#### [Dataset entries]
# # # #

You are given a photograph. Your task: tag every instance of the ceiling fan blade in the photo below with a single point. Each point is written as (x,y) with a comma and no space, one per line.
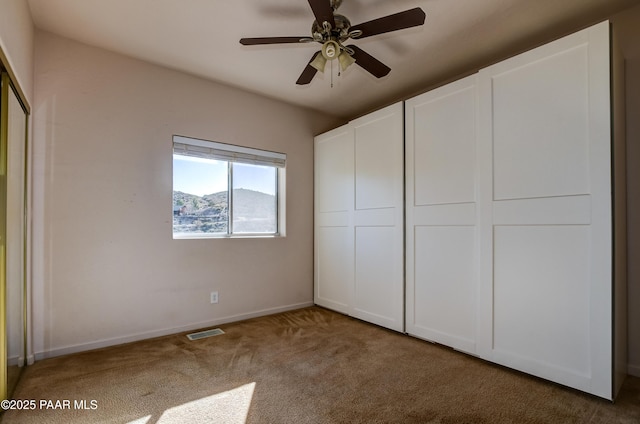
(274,40)
(407,19)
(369,63)
(323,11)
(309,72)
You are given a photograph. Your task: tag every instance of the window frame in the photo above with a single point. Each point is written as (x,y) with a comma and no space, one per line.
(235,154)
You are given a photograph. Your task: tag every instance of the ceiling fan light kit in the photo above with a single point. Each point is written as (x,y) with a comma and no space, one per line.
(332,30)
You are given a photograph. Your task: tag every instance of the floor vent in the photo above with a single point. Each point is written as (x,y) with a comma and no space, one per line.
(204,334)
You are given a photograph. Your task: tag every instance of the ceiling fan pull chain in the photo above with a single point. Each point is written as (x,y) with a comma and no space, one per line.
(332,74)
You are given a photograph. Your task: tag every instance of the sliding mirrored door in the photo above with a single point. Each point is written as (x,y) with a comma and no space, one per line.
(13,231)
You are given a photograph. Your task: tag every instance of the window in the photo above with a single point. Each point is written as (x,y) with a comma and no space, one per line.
(221,190)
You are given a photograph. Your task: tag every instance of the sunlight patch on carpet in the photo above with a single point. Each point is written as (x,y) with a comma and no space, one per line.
(230,407)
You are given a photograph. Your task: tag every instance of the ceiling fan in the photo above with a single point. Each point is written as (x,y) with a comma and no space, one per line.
(332,30)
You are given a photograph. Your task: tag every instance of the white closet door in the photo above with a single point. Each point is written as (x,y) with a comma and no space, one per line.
(546,291)
(442,248)
(378,218)
(334,236)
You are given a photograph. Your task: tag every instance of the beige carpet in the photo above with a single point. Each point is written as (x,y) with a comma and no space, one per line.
(306,366)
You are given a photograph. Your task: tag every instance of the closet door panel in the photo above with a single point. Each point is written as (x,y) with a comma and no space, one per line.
(378,218)
(334,240)
(444,287)
(546,212)
(441,186)
(541,292)
(375,298)
(444,147)
(334,270)
(540,127)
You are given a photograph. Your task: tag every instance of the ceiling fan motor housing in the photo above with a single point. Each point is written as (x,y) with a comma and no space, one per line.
(339,33)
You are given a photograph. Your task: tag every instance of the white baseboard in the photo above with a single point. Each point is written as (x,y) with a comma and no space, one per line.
(164,332)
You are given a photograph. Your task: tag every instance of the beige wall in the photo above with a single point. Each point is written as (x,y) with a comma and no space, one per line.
(627,31)
(106,267)
(16,41)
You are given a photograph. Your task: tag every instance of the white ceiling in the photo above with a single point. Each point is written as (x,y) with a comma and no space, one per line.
(200,37)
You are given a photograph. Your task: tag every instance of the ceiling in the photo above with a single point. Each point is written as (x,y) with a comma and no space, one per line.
(200,37)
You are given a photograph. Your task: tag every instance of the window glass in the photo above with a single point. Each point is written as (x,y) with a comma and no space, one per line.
(254,199)
(220,190)
(200,196)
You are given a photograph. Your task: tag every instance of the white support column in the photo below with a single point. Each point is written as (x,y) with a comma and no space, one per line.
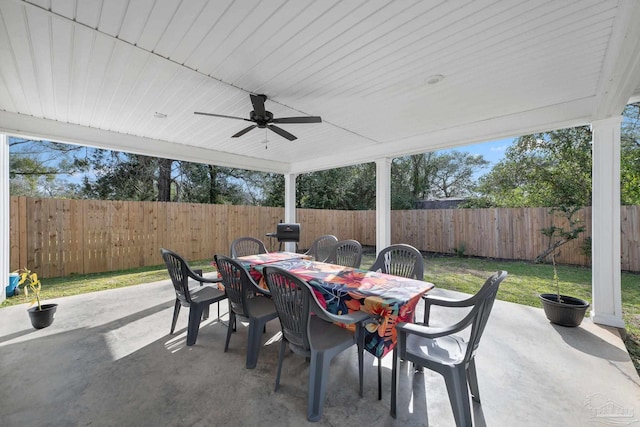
(4,215)
(383,203)
(606,296)
(290,205)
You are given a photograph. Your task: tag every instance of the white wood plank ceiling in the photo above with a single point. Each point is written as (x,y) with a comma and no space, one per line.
(96,71)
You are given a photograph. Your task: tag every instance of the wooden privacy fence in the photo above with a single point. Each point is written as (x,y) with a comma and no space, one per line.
(61,237)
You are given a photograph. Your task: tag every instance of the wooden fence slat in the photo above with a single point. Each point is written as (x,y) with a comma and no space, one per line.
(62,237)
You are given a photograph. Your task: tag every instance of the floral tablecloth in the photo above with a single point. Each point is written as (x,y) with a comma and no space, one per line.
(342,289)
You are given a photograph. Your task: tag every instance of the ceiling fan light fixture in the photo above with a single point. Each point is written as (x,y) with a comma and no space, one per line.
(434,79)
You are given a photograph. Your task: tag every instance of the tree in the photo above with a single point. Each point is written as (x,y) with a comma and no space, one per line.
(434,175)
(630,156)
(41,168)
(546,169)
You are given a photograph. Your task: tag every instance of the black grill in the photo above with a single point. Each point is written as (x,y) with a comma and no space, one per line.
(288,233)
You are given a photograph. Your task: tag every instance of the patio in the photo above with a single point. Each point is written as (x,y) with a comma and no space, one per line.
(108,360)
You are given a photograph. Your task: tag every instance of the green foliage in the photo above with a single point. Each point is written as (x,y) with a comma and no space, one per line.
(630,156)
(547,169)
(40,168)
(433,175)
(558,236)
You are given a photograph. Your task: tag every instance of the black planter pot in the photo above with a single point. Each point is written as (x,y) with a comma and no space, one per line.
(568,312)
(42,318)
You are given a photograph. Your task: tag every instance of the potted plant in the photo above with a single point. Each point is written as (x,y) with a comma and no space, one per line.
(42,315)
(562,309)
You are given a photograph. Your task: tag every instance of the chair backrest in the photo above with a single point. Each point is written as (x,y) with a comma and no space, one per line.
(292,298)
(347,253)
(244,246)
(479,315)
(321,247)
(238,284)
(177,267)
(400,260)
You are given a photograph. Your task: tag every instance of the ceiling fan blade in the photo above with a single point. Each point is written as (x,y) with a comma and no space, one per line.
(221,115)
(283,133)
(258,104)
(243,131)
(308,119)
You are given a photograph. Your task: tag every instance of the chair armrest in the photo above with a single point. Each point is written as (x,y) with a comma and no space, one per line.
(192,274)
(425,331)
(446,302)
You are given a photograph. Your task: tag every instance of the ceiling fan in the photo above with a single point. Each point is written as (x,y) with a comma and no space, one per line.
(264,119)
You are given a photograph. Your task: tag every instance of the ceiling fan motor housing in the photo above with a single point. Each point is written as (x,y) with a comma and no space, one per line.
(260,120)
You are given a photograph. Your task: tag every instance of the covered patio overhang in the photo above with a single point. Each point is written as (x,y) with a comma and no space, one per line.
(388,79)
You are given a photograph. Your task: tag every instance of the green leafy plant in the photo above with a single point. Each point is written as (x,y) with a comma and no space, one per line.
(556,279)
(558,236)
(31,284)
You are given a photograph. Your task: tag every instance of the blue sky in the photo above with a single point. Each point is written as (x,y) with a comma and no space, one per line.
(492,151)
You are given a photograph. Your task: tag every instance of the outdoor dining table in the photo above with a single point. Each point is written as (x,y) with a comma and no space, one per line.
(391,299)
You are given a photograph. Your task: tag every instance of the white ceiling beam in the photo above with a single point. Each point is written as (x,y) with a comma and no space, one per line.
(621,69)
(510,126)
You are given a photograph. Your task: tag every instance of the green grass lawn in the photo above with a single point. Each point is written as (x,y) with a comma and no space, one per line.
(522,286)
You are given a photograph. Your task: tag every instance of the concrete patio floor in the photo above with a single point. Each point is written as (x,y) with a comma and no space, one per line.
(108,360)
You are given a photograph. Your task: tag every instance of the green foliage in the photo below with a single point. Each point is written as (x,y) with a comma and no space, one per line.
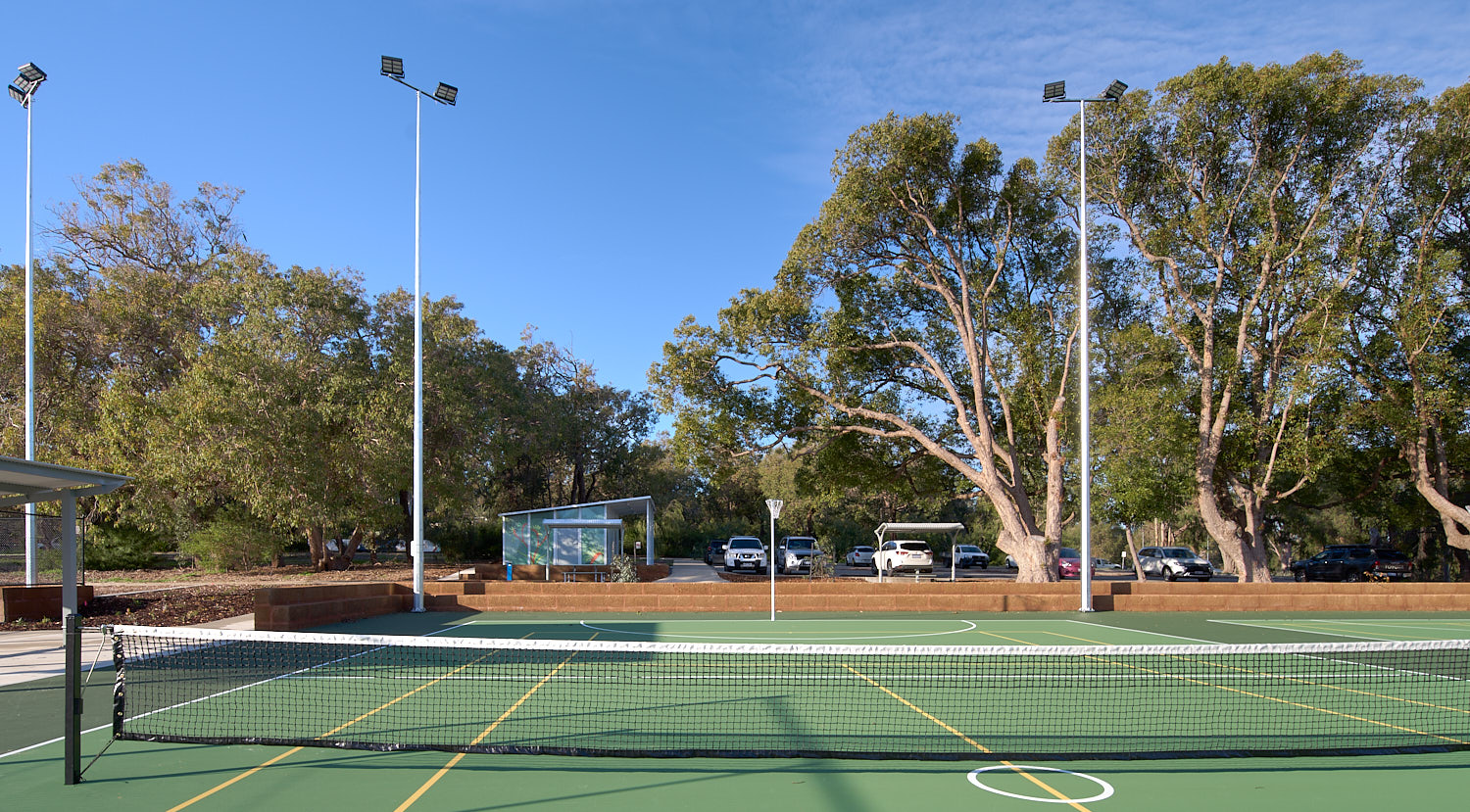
(232,542)
(625,570)
(466,541)
(114,547)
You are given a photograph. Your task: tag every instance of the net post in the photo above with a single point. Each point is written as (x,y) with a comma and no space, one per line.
(73,644)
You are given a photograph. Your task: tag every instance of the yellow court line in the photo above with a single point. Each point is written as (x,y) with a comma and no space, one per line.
(1281,700)
(444,770)
(338,729)
(967,740)
(241,777)
(1344,689)
(1298,682)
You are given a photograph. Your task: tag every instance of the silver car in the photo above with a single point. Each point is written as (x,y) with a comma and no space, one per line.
(903,555)
(1172,562)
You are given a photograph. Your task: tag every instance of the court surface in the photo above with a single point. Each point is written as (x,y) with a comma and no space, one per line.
(162,776)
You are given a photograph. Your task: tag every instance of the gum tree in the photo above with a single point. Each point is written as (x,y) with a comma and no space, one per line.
(926,308)
(1247,191)
(1408,346)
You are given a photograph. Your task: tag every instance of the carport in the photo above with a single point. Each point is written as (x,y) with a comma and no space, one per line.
(953,529)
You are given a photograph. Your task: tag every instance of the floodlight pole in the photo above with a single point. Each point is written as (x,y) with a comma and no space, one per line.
(393,68)
(1055,91)
(773,505)
(24,91)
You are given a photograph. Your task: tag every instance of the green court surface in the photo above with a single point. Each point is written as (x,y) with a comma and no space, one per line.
(882,703)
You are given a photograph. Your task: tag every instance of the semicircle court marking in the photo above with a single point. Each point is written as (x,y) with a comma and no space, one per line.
(1105,788)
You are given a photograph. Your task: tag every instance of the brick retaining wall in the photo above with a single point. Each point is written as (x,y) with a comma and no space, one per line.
(37,602)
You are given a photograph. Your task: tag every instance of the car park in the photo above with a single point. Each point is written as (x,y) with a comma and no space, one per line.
(903,555)
(744,552)
(963,556)
(794,553)
(1354,564)
(714,552)
(1173,562)
(861,555)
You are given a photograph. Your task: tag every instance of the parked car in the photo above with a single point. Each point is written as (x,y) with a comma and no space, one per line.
(903,555)
(1170,562)
(794,553)
(1354,564)
(714,552)
(403,547)
(744,552)
(964,556)
(1069,564)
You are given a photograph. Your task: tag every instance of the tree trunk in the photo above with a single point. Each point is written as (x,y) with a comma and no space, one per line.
(317,547)
(1132,553)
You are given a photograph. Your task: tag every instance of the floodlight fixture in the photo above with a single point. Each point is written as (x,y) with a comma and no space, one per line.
(31,73)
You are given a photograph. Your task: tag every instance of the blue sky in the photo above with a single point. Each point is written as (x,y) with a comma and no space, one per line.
(612,165)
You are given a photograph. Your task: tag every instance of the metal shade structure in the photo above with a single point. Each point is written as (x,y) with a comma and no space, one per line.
(393,68)
(25,482)
(1055,91)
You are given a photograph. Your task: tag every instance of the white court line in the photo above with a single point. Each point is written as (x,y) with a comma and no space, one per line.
(55,740)
(785,638)
(1257,624)
(1144,632)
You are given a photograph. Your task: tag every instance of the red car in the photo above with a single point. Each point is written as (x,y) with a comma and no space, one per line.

# # # #

#### [Goal of the exercise]
Exactly and exclusively, repeat the lines from the line that contains "the white court" through the end of the records, both ends included.

#### [Answer to this task]
You are given a photograph. Your task: tag every instance of the white court line in the photo above with a single point. Each point is written as (x,y) with a comma and no space, one per line.
(55,740)
(785,638)
(1257,624)
(1144,632)
You are given a photograph. Your task: tag every instance of the red car in the photo above with a single point. Each point is written as (x,y) with a comma and no space, one per line.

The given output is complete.